## SOURCE EXTRACT
* * *

Revision Postscripts: Malignant Normality
It shouldn’t have taken the Holocaust...
The road to fascism is lined with people telling you to stop overreacting.
Back before Twitter deteriorated into the cesspool of Musk ownership, a user named William K. Wolfrum (who I assume is not otherwise famous) posted the above gem —- one that I unfortunately find more ominously prescient every day.
One can imagine how often concerned Germans of the early 1930s were scoffed at or scolded for what, in fact, were quite reasonable reactions to the vitriolic rhetoric and policy proposals coming from their country’s festering Right.
And to be sure, historians have documented the cavalier attitude flowing from much of the American press —- even after Hitler had actually come to power and the regime was making it pretty clear where their systemic politics of intolerance and hate were heading.
Thus, the point of this: In the 2nd Edition of Truth and Power, I made a point of including expanded discussions of the existential dangers of modern authoritarianism, and how easily it can creep into the mainstream.
In a new “Tipping Points” section, I point to a seminal psychological study of how dismissive attitudes —- ranging from ho-hum to abject denial —- can lead to accepting, or even participating in monstrous behaviors.
Coined by Robert Lifton, the term “malignant normality” came from analyzing how non-Nazi Germans —- even medical professionals who had sworn an oath to do no harm —- ignores or sometimes willingly participated in the horrors of the Holocaust. As summed up in the 2nd Edition:
In other words, normal people can do utterly horrific things under the permission and expectations parameters of a toxic political environment.
Here’s the thing: The acceptance of things like genocide doesn’t just happen —- it is the ultimate fallout of the toxic environment that spawned it. And for democracies to survive, that spawn must be nipped in the bud with constant vigilance long before it comes to the worst-case scenarios.
History should show us that there are no —- read: zero —- redeeming qualities of fascism, and all the shameless Tucker Carlsons in the world cannot whitewash that basic truth. It is, in and of itself, the ultimate illiberal quashing of what our Founders quite correctly held to be inalienable human freedoms.
Nonetheless, when a faction of an American political party and its titular leader exhibit the pathologies, and a troubling portion of our media admires or excuses its contemporary practitioners abroad, that is the toxic ooze that enables the devil’s spawn to emerge.
In other words, as I find myself having to say out loud in a troubling number of conversations these days…
…it shouldn’t have taken the Holocaust to mainstream the evils of fascism.

* * *

## DATA RECORDS
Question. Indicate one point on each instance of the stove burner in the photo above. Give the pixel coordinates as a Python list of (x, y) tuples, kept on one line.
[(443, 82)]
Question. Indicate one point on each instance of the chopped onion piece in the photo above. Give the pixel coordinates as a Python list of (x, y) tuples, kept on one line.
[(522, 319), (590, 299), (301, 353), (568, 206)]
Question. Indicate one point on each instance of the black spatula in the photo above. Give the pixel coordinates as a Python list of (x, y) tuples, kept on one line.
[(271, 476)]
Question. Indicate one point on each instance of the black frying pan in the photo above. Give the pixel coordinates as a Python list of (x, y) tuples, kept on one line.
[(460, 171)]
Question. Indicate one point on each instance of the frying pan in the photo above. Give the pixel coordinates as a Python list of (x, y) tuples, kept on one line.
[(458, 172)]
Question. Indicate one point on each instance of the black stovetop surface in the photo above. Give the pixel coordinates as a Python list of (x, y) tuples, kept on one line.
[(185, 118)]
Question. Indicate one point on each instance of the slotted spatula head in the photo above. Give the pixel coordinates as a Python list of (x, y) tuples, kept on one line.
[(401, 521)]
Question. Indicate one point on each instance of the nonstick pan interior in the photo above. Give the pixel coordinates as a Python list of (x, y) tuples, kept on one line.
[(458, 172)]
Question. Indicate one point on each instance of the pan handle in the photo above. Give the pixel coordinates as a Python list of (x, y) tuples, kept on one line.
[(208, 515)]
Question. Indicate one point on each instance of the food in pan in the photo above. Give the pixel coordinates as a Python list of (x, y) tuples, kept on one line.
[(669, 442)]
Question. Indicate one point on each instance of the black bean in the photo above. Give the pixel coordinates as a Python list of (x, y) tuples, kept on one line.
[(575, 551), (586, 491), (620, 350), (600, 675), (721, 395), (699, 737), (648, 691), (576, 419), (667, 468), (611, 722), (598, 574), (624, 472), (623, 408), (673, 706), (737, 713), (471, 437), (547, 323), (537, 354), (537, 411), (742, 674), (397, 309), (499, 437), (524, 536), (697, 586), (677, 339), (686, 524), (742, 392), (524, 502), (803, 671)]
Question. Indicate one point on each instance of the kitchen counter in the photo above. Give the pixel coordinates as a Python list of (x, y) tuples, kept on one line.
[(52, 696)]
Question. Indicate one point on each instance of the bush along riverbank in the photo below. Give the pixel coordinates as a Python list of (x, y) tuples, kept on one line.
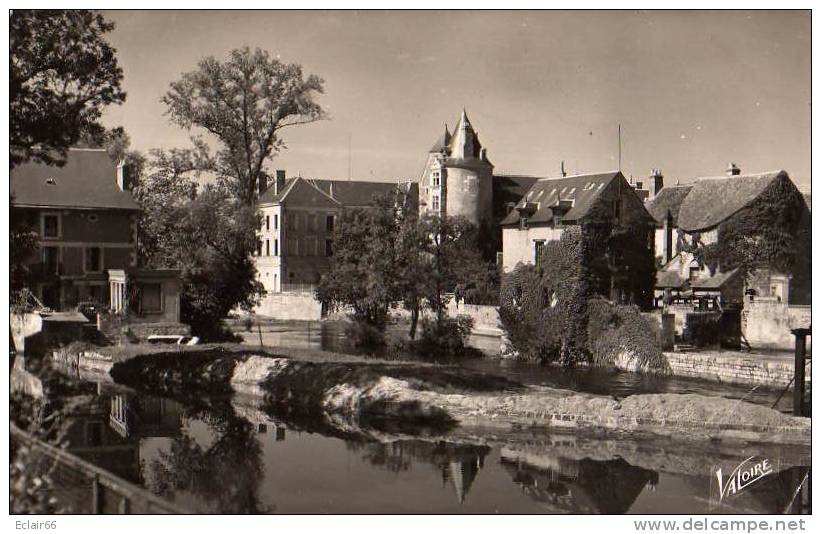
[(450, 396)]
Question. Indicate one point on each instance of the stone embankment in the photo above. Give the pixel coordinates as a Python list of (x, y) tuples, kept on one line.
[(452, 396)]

* * *

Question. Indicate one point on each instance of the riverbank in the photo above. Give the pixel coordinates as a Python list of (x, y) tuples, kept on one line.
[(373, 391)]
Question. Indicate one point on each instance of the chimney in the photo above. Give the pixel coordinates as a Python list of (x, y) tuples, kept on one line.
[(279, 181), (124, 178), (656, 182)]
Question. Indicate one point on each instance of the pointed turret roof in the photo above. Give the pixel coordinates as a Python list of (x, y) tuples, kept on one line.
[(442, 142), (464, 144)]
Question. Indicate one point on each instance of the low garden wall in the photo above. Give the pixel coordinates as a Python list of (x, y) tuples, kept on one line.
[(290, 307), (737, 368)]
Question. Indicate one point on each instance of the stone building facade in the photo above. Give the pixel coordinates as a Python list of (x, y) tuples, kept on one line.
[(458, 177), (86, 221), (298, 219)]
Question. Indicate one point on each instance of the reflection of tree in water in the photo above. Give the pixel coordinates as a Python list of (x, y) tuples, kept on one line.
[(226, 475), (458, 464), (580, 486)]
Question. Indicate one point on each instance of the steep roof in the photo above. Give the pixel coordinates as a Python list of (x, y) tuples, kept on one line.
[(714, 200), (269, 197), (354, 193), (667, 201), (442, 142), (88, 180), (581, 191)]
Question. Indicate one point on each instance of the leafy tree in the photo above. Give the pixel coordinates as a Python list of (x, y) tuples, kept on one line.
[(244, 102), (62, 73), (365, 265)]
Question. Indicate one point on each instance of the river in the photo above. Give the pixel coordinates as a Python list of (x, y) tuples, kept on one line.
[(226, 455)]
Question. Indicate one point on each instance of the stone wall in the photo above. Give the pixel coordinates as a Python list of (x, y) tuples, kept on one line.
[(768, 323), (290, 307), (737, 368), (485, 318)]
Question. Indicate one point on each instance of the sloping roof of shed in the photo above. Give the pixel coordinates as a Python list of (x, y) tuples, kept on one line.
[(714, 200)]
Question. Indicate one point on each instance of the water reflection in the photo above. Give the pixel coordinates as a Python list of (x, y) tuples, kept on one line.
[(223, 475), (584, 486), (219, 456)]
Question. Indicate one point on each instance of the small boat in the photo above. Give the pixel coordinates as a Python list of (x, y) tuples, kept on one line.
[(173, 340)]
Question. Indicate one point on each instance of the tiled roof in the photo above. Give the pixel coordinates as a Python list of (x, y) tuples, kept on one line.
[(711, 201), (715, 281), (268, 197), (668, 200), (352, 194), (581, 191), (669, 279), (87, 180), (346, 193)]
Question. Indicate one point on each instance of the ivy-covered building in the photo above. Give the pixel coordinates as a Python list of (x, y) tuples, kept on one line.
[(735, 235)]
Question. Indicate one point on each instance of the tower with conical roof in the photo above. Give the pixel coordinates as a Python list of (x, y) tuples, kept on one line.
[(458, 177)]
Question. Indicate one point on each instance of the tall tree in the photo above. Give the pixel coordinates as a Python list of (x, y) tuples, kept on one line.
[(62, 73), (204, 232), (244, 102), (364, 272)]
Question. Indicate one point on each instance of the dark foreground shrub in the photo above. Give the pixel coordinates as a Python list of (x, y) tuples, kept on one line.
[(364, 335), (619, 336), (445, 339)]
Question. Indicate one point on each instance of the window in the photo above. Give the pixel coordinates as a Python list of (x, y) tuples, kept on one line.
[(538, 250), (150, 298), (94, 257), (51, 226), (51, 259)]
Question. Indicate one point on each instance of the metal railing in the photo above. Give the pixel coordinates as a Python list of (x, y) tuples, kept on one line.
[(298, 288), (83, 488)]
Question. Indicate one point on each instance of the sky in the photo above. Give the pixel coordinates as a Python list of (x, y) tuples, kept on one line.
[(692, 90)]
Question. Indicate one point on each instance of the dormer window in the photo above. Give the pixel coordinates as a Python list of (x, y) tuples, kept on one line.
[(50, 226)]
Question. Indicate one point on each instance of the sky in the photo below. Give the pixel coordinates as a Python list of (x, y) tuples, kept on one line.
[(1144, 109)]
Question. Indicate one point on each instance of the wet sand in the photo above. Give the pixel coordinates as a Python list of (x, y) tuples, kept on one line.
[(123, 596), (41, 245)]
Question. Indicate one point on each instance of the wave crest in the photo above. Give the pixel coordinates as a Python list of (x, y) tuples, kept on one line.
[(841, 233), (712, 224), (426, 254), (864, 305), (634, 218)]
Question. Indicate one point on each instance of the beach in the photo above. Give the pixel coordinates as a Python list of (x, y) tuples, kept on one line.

* * *

## EXERCISE
Could you quote the passage of the essay on malignant normality that opens with the words containing "Back before Twitter" and closes with "country’s festering Right."?

## WRITTEN RESPONSE
Back before Twitter deteriorated into the cesspool of Musk ownership, a user named William K. Wolfrum (who I assume is not otherwise famous) posted the above gem —- one that I unfortunately find more ominously prescient every day.
One can imagine how often concerned Germans of the early 1930s were scoffed at or scolded for what, in fact, were quite reasonable reactions to the vitriolic rhetoric and policy proposals coming from their country’s festering Right.